Problem description - Exactly and only the lines from the one with "Please put a dot on every instance of the carfax" through the end of the listing are to be transcribed, both ends included.

──────── Data entries

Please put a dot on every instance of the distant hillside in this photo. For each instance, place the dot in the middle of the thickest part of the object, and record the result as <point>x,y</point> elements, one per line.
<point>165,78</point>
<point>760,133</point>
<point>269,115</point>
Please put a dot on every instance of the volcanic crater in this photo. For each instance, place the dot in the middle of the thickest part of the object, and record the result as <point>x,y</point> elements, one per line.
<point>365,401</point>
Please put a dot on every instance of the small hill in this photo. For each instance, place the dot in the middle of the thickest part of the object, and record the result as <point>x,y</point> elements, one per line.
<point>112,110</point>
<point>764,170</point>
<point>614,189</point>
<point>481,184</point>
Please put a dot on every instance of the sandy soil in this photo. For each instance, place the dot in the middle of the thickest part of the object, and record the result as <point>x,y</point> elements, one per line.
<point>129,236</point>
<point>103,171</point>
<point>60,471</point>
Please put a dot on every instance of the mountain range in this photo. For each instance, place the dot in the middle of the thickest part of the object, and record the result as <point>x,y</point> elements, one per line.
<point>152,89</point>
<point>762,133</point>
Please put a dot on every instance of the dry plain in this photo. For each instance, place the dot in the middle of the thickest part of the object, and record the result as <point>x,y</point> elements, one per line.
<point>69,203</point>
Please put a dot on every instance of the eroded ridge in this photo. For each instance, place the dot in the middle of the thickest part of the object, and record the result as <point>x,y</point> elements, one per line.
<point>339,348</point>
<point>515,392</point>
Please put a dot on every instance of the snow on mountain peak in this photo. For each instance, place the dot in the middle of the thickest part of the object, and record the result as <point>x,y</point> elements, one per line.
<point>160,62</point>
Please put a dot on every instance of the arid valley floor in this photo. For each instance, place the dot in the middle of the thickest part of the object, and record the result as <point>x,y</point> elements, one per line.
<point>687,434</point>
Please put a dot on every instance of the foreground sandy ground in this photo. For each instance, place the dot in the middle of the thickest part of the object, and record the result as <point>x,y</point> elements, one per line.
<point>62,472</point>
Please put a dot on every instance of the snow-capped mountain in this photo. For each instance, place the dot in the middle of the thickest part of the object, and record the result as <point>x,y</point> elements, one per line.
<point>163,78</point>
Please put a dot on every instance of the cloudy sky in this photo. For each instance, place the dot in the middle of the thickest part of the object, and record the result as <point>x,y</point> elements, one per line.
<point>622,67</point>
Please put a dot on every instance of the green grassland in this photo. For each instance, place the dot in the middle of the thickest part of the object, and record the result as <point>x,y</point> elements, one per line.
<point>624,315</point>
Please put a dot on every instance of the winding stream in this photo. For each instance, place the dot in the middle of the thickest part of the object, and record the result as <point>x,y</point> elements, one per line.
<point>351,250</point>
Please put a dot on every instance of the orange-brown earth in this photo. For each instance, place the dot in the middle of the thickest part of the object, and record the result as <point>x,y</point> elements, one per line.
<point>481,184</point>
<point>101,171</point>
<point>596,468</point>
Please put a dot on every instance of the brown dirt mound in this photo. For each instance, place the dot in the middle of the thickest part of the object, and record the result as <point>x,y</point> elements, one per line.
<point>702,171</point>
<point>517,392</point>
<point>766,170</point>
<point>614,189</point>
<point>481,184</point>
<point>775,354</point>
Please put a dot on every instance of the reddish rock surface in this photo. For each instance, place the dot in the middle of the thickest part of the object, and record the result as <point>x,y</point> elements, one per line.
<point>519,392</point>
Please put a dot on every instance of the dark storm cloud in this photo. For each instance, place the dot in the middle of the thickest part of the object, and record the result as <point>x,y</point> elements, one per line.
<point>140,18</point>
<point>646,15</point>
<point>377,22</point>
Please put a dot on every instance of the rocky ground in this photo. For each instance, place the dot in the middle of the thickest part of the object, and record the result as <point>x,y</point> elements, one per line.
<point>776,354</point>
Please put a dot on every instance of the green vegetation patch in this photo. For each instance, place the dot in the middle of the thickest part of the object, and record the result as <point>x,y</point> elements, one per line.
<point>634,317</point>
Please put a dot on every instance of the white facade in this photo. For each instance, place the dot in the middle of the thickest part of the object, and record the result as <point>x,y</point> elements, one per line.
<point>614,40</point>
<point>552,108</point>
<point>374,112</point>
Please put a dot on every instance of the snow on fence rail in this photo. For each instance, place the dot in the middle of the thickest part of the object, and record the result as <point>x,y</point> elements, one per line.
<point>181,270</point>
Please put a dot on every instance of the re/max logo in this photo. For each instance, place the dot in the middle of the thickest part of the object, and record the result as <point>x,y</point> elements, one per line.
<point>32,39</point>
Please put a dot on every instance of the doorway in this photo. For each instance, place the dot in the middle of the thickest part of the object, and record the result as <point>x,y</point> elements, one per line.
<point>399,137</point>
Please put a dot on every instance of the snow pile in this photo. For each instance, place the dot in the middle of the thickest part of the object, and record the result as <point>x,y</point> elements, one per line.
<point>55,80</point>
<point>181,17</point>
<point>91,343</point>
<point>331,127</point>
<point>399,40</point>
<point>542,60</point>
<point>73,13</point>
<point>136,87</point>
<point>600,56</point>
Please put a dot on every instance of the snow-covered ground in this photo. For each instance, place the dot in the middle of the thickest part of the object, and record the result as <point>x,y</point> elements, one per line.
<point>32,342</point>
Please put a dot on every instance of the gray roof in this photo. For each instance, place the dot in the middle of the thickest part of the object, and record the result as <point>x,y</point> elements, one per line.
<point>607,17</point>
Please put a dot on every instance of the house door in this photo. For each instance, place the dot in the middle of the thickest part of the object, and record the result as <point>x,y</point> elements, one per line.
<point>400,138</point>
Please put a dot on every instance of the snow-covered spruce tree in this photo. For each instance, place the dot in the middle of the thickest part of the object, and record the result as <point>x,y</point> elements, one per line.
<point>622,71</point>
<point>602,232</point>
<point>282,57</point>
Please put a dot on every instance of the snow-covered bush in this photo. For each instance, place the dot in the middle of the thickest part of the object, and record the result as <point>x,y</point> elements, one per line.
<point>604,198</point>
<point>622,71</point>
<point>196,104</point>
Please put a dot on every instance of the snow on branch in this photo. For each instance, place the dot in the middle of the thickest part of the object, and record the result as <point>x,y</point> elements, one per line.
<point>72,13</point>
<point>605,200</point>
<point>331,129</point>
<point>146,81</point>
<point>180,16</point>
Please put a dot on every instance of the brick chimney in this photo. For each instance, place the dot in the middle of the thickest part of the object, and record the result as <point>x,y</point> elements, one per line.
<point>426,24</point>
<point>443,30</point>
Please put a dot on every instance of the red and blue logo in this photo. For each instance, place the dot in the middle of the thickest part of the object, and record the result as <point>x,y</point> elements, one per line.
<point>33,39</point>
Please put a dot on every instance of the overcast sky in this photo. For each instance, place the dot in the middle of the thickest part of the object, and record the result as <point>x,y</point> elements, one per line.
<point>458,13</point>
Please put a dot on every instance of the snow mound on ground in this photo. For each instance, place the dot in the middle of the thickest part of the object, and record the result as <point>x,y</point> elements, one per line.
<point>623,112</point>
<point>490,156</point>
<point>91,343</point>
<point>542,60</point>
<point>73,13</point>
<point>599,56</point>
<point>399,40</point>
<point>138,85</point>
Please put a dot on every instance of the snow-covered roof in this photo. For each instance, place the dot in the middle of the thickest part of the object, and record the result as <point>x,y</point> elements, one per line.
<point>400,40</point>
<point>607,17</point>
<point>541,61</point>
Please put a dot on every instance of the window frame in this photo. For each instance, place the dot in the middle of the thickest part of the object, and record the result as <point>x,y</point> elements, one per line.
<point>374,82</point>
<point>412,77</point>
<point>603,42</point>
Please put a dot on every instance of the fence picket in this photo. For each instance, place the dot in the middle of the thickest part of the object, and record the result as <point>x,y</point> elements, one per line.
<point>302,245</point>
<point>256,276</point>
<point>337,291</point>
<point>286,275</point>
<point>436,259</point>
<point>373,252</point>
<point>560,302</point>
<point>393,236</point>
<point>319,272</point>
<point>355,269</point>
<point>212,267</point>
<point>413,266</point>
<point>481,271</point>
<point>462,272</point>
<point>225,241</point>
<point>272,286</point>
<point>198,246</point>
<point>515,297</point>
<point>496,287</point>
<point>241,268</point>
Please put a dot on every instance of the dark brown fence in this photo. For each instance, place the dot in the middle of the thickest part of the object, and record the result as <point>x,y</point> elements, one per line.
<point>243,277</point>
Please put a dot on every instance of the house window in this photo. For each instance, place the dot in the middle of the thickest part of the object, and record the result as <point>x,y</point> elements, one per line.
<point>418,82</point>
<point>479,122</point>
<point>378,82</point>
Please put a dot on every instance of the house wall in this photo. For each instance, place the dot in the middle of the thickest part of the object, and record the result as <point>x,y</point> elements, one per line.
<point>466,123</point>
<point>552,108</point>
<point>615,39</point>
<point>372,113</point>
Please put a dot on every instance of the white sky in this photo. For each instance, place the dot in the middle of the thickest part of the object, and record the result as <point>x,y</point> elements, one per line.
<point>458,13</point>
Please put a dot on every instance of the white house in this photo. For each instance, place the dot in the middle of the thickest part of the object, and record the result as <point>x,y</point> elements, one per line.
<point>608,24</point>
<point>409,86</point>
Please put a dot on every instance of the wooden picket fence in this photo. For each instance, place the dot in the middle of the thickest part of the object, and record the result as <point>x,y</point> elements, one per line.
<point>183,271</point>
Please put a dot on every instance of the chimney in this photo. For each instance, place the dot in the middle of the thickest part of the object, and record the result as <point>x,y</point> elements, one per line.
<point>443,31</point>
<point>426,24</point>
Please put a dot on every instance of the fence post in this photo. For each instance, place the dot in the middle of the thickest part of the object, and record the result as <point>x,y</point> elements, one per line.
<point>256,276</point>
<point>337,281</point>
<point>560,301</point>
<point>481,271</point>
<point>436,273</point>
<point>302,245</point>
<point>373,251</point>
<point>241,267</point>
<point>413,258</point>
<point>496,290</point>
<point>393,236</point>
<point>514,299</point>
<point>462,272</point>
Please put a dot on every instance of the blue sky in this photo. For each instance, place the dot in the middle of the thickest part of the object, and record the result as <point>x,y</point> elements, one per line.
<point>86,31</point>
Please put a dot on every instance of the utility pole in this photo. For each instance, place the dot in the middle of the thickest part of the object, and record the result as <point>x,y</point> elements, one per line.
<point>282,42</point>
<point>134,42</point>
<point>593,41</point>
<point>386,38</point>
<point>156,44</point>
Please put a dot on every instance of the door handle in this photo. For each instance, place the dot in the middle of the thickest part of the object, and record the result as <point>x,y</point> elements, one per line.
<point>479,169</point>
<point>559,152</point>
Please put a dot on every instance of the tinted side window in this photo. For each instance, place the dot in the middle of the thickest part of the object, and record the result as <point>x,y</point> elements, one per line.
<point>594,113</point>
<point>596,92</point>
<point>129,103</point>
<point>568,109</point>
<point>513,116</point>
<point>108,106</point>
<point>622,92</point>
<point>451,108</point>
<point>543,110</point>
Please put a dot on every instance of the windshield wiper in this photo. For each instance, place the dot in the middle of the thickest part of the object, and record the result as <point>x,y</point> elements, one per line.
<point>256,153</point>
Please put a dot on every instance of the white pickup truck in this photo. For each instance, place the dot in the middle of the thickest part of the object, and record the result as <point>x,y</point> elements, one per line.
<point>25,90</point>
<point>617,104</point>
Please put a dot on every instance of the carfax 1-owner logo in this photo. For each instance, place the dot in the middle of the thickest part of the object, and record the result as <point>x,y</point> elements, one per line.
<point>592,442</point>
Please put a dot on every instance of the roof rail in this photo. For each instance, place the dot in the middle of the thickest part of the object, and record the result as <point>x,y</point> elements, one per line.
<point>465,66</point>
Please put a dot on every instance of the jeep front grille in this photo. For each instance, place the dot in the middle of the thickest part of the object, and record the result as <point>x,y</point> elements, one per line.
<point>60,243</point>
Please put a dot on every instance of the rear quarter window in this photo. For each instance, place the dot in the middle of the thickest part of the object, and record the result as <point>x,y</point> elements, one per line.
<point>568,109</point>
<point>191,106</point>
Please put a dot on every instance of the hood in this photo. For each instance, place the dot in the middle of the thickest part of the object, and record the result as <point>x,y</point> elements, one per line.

────────────────

Answer to this problem -
Please put a dot on every instance of the carfax 1-owner logo in this photo. For each instance, place the dot in the middle of the thickest part of the object, and record the result as <point>x,y</point> elements, one per line.
<point>592,442</point>
Please put a dot on every instance of the roof rail in this photo. For each instance, place the dot in the middle of the thickest part of the object, and record the result as <point>x,y</point> elements, one per line.
<point>465,66</point>
Please put a dot on every instance of the jeep front grille in this photo. For each instance, place the dot in the middle of the thickest part of the object, and record the result as <point>x,y</point> elements, one per line.
<point>60,243</point>
Please put a dot on every instance of the rear quarter window in this photo. For each instance, place the dot in the middle of the thickest part of the object, and record the result as <point>x,y</point> elements, one per line.
<point>568,109</point>
<point>191,106</point>
Please put a dot on every instance of the hood in this photo. For each instance, place the dot in the middle of the thickest part of the object, and record the result as <point>x,y</point> elements, one per line.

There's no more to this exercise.